**RECORDS FOR PROCESSING**

<<<<

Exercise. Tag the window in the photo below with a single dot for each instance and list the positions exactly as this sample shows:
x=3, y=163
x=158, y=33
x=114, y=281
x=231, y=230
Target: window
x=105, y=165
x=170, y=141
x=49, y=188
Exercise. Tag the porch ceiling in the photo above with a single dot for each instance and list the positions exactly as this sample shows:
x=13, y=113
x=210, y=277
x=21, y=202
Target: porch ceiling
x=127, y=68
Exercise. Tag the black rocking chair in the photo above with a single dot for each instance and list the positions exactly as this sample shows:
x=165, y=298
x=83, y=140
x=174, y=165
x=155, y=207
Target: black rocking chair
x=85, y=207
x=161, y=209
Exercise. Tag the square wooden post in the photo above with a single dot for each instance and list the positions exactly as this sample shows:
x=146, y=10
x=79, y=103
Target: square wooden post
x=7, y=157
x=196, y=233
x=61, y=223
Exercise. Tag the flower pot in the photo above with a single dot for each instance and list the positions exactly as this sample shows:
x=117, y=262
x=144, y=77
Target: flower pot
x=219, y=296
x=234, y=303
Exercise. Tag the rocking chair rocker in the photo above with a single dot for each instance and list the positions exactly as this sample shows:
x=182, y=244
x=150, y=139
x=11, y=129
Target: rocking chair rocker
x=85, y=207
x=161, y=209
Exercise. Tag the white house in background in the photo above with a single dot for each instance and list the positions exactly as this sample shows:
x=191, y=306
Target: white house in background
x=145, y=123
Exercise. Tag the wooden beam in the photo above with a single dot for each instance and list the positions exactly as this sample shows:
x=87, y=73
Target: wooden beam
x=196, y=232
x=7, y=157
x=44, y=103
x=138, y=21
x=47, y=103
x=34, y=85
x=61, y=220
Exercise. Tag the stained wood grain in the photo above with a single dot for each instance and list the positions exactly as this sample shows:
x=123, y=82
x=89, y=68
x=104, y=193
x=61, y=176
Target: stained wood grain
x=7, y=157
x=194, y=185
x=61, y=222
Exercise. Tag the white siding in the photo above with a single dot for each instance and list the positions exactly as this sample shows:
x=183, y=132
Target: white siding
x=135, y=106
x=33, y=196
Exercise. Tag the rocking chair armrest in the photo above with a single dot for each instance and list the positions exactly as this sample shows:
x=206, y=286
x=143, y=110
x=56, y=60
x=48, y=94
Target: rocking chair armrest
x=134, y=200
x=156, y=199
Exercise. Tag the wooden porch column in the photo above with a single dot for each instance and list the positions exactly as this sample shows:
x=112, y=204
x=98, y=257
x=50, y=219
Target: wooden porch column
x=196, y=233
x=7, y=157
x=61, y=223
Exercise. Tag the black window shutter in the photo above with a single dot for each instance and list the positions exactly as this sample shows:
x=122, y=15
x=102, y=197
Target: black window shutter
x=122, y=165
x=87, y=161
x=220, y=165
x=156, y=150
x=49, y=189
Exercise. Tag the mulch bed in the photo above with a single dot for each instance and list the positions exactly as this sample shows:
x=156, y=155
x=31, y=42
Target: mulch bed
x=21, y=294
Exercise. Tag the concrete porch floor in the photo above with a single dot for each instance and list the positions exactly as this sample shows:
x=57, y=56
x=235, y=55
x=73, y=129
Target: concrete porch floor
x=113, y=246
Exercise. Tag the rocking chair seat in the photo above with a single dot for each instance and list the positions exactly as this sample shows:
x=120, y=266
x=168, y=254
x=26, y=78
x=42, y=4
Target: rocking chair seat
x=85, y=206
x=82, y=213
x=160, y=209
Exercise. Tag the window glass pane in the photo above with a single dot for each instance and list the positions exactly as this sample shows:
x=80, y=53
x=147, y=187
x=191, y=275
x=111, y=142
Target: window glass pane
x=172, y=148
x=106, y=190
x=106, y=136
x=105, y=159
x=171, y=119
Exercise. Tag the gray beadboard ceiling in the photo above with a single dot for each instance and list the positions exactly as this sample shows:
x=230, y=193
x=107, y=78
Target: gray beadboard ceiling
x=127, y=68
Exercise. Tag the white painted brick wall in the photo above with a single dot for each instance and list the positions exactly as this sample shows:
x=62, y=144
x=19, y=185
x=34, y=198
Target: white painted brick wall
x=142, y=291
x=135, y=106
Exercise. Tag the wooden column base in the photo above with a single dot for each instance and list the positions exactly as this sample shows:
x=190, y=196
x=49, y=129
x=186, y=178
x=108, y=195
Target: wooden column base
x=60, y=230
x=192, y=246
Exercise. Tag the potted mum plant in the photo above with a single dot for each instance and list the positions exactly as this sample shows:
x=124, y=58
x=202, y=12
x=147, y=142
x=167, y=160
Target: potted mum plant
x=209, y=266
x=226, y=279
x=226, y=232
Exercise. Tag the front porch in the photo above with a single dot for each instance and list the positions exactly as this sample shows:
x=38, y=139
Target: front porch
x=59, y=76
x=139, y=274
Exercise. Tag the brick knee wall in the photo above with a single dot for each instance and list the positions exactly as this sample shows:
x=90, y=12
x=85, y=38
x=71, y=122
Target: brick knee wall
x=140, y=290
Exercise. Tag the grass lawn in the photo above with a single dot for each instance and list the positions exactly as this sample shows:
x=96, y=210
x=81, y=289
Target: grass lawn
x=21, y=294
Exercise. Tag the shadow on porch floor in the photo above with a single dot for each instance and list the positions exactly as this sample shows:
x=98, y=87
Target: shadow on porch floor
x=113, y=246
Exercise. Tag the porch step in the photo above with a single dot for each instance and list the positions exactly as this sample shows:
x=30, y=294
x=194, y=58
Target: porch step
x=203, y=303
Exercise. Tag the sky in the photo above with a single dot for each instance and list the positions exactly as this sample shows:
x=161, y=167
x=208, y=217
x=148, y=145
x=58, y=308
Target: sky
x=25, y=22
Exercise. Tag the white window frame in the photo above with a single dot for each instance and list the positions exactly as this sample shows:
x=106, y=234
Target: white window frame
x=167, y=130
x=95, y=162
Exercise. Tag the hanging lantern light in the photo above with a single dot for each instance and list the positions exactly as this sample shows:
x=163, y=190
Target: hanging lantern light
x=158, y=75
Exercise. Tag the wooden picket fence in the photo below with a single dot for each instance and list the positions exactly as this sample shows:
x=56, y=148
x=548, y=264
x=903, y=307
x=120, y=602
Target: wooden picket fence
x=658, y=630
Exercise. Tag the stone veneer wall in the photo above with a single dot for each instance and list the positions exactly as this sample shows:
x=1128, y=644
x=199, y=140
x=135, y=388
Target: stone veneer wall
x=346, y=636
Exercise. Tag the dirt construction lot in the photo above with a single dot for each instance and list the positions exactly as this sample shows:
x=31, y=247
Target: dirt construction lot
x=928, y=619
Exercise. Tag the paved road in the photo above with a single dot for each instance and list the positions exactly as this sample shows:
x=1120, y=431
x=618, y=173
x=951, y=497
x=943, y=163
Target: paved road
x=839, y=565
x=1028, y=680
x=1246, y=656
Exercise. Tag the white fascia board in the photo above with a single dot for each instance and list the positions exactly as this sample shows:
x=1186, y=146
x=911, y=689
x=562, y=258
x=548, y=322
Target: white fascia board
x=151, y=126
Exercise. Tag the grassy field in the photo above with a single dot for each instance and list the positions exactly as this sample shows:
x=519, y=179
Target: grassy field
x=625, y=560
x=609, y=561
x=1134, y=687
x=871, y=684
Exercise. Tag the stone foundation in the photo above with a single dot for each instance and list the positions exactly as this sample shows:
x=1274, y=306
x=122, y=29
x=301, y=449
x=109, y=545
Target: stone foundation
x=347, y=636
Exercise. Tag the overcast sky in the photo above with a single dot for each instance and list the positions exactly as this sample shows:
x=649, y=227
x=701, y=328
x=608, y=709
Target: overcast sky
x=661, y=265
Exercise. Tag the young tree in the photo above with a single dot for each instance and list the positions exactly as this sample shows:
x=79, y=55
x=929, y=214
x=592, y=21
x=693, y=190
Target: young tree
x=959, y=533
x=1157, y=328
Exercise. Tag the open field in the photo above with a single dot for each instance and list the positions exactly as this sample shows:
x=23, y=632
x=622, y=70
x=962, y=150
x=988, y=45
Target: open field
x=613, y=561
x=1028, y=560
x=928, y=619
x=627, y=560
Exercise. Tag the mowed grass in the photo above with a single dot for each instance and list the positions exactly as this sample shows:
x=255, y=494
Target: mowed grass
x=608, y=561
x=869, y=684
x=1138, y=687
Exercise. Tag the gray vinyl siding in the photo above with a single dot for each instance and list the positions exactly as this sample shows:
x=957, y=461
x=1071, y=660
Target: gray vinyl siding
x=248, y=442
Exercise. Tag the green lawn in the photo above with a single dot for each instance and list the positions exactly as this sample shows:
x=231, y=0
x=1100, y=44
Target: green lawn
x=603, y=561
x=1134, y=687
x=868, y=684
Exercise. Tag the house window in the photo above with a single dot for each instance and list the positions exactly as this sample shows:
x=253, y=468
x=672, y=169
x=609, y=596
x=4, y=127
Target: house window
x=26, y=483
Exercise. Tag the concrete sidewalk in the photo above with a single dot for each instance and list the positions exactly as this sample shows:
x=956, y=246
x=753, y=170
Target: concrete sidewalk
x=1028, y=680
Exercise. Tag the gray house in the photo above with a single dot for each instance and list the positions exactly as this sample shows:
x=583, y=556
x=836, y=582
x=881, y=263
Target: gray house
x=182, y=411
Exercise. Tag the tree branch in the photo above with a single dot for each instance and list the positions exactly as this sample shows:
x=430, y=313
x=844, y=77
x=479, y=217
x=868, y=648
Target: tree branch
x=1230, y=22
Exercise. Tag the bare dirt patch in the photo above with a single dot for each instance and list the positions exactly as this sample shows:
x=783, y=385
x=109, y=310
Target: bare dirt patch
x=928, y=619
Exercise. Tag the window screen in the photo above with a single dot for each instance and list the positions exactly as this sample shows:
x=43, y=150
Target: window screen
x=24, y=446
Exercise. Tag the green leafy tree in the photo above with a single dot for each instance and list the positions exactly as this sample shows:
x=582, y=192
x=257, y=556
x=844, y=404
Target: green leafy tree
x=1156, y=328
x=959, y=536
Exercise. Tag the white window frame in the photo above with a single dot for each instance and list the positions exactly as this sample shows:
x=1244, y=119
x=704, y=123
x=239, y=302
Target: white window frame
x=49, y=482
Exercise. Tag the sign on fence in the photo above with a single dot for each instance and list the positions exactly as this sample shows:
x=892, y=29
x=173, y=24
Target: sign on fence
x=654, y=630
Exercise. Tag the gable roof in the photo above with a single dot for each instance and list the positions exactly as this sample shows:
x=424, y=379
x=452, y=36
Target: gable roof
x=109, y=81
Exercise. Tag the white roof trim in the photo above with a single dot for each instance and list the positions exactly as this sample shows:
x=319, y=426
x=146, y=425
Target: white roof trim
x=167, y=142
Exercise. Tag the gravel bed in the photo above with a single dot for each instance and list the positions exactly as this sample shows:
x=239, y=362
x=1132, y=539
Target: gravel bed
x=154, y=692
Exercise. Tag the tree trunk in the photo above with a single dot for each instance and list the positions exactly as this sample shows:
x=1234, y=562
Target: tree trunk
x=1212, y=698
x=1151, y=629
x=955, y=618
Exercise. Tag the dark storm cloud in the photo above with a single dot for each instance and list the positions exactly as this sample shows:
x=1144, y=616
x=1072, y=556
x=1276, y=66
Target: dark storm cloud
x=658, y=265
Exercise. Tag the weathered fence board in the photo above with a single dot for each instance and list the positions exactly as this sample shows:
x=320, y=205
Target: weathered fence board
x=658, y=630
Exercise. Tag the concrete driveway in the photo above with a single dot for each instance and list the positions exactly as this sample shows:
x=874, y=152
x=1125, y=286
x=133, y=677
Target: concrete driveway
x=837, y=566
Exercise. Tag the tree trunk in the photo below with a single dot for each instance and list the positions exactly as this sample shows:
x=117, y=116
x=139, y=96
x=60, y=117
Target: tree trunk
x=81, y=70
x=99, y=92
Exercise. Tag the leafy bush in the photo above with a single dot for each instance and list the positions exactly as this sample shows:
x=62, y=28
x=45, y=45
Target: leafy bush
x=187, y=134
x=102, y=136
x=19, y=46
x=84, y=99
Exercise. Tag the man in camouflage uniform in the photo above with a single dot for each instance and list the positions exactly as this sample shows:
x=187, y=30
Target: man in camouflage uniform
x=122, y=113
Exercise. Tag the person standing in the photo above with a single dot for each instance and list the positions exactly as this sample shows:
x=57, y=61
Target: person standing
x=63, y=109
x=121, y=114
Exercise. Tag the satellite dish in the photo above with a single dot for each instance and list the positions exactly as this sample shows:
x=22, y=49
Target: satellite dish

>>>>

**PROBLEM REQUIREMENTS**
Please give again the lines above between the line holding "x=929, y=214" and the line holding "Exercise. Tag the concrete sidewalk", inclusive, exactly as they are and with nothing added.

**ANSWER TO THE PROBLEM**
x=929, y=214
x=592, y=21
x=693, y=190
Target: young tree
x=959, y=533
x=1157, y=328
Exercise. Tag the open field in the photo above with a single dot for each instance and list the positions exactly as this sample shows:
x=23, y=632
x=622, y=70
x=962, y=150
x=988, y=45
Target: open field
x=613, y=561
x=1028, y=560
x=928, y=619
x=627, y=560
Exercise. Tag the mowed grass in the photo above with a single dot for each instance and list the positions exactly as this sample shows:
x=255, y=494
Target: mowed grass
x=608, y=561
x=869, y=684
x=1138, y=687
Exercise. Tag the gray vinyl siding in the photo above with a single dot for each instance and list the positions exactly as this sample shows:
x=957, y=461
x=1071, y=660
Target: gray vinyl siding
x=248, y=442
Exercise. Tag the green lawn in the photo above with a single dot for each instance and list the positions exactly as this sample shows:
x=231, y=0
x=1100, y=44
Target: green lawn
x=603, y=561
x=1134, y=687
x=868, y=684
Exercise. Tag the house window in the photo above with a single dot for each instance and list the positions exactly as this sample shows:
x=253, y=468
x=672, y=169
x=609, y=596
x=4, y=127
Target: house window
x=26, y=483
Exercise. Tag the concrete sidewalk in the photo above with a single dot for each instance and list the positions exactly as this sample shows:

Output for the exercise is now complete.